Collection entries
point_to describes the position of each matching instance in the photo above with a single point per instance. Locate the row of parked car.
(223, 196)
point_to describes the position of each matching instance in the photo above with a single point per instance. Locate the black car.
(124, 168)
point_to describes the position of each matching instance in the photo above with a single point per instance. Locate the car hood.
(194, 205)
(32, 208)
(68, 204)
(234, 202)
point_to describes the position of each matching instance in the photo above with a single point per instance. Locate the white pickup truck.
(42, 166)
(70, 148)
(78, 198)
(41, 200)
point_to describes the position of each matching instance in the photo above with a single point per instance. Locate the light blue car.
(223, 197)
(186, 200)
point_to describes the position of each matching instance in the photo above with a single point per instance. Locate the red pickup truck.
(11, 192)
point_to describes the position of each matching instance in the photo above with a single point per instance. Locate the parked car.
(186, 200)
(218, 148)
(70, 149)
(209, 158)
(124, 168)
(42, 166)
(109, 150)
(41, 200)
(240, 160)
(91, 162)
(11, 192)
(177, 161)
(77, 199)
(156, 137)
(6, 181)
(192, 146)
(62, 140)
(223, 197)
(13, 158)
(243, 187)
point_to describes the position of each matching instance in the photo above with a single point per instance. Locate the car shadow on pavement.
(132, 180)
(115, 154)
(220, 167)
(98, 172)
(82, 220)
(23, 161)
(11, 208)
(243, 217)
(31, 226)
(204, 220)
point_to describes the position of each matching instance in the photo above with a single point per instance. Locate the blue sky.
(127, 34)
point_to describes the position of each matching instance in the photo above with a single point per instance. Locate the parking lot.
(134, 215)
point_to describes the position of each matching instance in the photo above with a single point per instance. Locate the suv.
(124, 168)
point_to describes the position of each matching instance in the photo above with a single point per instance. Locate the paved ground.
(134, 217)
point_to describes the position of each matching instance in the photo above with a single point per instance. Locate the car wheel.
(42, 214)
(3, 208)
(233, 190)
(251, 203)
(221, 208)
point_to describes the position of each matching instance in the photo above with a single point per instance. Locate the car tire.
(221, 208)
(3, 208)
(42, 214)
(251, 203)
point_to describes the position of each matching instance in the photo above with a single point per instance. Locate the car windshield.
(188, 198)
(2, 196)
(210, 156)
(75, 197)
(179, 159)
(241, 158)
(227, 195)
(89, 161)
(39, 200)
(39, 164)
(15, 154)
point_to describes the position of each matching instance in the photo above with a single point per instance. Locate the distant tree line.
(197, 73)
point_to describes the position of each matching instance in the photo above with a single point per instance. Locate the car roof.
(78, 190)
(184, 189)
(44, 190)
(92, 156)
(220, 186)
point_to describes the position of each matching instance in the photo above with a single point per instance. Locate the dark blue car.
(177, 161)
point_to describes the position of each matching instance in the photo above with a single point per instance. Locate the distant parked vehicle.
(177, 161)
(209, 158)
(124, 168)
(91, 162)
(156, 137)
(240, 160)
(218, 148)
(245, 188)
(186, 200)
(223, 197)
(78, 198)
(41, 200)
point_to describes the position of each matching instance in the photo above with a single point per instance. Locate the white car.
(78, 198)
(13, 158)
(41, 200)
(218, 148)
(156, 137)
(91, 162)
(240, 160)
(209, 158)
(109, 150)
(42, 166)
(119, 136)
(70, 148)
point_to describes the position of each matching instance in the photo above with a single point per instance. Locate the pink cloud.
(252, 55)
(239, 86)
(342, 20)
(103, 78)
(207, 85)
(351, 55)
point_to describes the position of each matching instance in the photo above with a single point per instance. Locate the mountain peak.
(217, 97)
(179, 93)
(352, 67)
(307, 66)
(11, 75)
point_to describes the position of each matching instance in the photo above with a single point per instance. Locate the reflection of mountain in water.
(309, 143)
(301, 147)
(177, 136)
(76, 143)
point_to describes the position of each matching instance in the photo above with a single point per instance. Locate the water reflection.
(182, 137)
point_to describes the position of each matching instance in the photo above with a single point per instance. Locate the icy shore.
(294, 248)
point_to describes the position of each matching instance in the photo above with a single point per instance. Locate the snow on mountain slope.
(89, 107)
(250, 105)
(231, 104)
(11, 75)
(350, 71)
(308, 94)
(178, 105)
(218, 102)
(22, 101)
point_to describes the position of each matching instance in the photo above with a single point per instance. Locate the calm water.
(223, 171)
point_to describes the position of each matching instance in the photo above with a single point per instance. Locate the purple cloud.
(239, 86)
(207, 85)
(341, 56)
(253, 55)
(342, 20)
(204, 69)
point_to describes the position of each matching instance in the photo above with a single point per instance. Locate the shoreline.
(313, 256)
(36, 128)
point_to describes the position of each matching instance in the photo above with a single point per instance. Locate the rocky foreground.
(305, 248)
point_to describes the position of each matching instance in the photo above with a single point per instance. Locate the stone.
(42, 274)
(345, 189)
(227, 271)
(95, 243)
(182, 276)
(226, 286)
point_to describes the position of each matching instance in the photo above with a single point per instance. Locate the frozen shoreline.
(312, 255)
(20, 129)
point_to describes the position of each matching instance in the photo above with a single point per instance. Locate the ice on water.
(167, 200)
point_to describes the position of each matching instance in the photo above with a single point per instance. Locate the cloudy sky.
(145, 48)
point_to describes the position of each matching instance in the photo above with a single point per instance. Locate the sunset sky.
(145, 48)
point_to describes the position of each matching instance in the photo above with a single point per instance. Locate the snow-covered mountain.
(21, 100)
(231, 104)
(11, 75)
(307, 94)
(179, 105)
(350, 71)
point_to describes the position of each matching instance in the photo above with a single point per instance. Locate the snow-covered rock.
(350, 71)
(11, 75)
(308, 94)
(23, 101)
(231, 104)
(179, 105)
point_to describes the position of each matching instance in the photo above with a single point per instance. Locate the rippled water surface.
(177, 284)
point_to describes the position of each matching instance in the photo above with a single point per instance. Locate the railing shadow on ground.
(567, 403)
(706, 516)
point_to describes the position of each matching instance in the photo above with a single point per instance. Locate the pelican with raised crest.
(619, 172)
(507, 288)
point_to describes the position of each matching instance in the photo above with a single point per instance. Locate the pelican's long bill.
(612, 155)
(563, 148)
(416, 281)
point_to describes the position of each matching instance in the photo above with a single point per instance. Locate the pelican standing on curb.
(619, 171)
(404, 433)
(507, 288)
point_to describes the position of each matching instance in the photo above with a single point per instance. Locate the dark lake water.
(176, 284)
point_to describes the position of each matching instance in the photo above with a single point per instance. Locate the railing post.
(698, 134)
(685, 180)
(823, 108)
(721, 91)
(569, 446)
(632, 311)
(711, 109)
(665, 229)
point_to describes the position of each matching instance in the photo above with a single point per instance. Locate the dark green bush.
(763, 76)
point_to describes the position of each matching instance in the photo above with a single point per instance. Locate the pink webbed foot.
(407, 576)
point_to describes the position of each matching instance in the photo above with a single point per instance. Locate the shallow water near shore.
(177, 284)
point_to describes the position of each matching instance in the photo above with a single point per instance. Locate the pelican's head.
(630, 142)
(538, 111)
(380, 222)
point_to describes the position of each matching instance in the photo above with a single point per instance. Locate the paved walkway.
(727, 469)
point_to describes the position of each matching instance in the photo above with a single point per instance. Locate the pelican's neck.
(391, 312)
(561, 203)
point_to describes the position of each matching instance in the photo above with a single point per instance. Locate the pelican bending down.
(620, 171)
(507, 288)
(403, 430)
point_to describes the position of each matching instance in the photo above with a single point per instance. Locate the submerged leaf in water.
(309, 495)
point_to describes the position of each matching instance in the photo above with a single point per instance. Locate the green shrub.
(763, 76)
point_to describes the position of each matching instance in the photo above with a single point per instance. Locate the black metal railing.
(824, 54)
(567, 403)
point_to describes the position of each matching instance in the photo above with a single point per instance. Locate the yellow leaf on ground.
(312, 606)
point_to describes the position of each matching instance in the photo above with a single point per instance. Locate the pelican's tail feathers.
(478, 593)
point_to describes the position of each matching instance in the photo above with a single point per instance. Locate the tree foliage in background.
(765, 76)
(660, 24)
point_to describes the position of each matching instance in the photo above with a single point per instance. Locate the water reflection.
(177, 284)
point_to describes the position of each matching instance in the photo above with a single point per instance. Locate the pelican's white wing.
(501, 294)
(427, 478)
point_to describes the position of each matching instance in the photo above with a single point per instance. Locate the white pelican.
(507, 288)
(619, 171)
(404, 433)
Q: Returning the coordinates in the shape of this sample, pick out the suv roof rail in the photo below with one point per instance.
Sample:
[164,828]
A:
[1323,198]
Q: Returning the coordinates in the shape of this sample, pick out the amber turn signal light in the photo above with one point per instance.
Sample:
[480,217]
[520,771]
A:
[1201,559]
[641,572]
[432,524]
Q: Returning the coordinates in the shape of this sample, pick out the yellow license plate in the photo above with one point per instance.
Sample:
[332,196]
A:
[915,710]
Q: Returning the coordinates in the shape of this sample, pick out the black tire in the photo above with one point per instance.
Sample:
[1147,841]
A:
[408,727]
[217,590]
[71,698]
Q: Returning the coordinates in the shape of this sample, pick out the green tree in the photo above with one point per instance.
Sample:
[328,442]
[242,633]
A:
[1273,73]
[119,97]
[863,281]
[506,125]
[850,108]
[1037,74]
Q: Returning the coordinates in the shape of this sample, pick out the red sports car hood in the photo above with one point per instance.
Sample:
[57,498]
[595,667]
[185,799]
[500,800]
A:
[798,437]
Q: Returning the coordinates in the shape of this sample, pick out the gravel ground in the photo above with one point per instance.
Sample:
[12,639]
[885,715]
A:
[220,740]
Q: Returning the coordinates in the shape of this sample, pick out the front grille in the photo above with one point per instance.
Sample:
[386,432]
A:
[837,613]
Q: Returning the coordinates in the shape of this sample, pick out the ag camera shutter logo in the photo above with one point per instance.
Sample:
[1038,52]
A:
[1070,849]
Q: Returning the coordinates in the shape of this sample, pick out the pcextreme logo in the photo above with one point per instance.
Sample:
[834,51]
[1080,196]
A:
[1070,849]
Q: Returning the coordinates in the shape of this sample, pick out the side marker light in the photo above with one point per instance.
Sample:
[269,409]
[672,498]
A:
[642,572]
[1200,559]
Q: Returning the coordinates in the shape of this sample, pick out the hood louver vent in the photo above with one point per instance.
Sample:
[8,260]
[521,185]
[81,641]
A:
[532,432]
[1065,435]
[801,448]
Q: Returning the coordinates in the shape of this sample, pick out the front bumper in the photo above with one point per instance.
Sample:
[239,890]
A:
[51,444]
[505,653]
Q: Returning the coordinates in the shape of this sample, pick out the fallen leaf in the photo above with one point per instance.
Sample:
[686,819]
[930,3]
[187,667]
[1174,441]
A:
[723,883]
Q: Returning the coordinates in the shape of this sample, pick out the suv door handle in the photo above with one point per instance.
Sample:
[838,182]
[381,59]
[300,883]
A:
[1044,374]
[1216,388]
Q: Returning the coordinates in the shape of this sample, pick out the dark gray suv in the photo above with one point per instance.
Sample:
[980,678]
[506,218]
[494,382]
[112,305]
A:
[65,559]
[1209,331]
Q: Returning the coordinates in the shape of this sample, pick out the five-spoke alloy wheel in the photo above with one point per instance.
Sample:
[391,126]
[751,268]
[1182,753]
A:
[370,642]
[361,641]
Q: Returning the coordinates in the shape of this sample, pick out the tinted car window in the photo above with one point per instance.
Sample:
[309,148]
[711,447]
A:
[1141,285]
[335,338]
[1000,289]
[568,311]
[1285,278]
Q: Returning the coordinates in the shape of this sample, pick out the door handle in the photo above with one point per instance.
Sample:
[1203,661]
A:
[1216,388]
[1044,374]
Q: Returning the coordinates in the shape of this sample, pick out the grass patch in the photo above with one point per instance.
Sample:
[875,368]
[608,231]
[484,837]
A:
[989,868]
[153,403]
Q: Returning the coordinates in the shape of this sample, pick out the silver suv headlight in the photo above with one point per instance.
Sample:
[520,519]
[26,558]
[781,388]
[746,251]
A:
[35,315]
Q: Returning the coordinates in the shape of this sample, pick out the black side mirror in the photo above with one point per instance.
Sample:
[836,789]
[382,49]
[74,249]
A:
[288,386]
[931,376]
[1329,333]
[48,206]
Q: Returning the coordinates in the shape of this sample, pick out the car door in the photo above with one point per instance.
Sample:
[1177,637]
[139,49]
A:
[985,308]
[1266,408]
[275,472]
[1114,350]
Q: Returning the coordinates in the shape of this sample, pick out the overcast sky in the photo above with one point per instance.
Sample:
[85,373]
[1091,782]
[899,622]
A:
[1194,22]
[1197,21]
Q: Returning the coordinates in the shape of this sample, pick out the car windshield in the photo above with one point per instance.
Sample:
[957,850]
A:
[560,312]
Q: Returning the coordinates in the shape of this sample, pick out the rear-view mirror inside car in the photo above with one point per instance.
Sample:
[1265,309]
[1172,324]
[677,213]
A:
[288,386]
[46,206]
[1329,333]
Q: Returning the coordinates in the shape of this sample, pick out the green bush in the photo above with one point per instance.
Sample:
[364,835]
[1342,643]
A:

• **To do**: Count every line of the data in which the word "mirror" appears, and report only the total.

• **Solution for this exercise**: 2